**Text under study**.

According to S&P Global, Saudi Arabia is expected to be the leader in the expansion of Islamic insurance in the Gulf Cooperation Council, with revenues predicted to surpass $20 billion in 2024. The industry is expected to grow by 15 to 20 percent the following year, with the Kingdom playing a pivotal role. This comes after the report from S&P Global that showed Saudi Arabia’s insurance market saw notable growth of 27 percent in 2022 and 23 percent in 2023, improving the overall performance of the region.
“We expect the Saudi market, similar to the past two years, will be the main driver of topline growth in the GCC region. This is because Saudi Arabia, the GCC region’s largest Islamic insurance market, continues to benefit from higher economic growth,” said the US-based credit rating agency.
The research emphasizes that Saudi authorities are aggressively striving to reduce the number of uninsured vehicles and implement new mandatory medical cover, which is predicted to further drive insurance demand and enhance premium income.

**Data excerpts**.
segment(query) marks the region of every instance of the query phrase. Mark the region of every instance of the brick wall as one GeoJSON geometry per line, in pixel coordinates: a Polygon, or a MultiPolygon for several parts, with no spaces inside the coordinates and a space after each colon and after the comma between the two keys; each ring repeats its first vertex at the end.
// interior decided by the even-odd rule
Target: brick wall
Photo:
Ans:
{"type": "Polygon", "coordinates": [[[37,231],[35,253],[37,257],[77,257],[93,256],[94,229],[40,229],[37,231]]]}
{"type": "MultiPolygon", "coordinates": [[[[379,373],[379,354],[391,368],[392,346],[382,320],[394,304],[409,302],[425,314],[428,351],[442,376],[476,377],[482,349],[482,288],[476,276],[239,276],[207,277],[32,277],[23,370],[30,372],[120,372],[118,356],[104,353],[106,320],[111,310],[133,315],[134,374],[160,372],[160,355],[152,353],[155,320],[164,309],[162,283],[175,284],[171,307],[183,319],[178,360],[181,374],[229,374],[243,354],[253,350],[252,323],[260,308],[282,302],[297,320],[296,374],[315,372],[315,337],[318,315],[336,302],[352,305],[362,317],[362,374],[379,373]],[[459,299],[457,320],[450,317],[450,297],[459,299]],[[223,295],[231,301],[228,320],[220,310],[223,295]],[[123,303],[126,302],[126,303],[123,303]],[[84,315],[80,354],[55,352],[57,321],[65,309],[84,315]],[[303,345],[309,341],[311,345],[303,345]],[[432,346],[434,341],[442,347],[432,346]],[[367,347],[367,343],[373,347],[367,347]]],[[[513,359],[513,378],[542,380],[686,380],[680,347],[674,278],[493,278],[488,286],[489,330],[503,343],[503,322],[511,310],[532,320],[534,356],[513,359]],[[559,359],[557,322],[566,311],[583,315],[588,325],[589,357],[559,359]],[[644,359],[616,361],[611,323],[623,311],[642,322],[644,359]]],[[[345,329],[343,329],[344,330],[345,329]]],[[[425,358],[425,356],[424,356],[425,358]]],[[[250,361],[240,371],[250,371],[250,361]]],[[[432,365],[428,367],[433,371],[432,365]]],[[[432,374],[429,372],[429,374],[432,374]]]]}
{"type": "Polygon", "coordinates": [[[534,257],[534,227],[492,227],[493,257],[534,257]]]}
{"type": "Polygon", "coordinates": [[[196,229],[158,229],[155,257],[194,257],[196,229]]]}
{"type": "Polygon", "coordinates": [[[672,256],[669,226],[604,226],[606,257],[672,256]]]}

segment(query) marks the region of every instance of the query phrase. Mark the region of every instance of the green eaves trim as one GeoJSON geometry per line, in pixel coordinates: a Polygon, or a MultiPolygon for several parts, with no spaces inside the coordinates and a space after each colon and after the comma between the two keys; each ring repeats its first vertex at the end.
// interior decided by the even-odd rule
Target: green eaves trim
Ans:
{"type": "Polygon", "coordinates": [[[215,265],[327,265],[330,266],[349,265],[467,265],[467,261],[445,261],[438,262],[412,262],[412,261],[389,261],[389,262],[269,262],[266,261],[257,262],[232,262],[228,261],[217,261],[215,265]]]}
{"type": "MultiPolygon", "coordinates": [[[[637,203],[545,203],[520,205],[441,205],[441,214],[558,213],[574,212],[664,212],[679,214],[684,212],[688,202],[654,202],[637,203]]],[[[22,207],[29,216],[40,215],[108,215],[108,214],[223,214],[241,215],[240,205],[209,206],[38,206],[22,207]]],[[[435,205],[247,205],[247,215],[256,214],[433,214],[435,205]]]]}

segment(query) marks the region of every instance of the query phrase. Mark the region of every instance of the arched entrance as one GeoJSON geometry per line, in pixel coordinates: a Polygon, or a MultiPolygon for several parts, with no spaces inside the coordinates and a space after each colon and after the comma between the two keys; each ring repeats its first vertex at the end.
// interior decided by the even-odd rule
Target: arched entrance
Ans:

**Exercise requirements**. Copy the passage of the Islamic insurance text between "According to S&P" and "credit rating agency.", inclusive, word for word.

**Exercise response**.
According to S&P Global, Saudi Arabia is expected to be the leader in the expansion of Islamic insurance in the Gulf Cooperation Council, with revenues predicted to surpass $20 billion in 2024. The industry is expected to grow by 15 to 20 percent the following year, with the Kingdom playing a pivotal role. This comes after the report from S&P Global that showed Saudi Arabia’s insurance market saw notable growth of 27 percent in 2022 and 23 percent in 2023, improving the overall performance of the region.
“We expect the Saudi market, similar to the past two years, will be the main driver of topline growth in the GCC region. This is because Saudi Arabia, the GCC region’s largest Islamic insurance market, continues to benefit from higher economic growth,” said the US-based credit rating agency.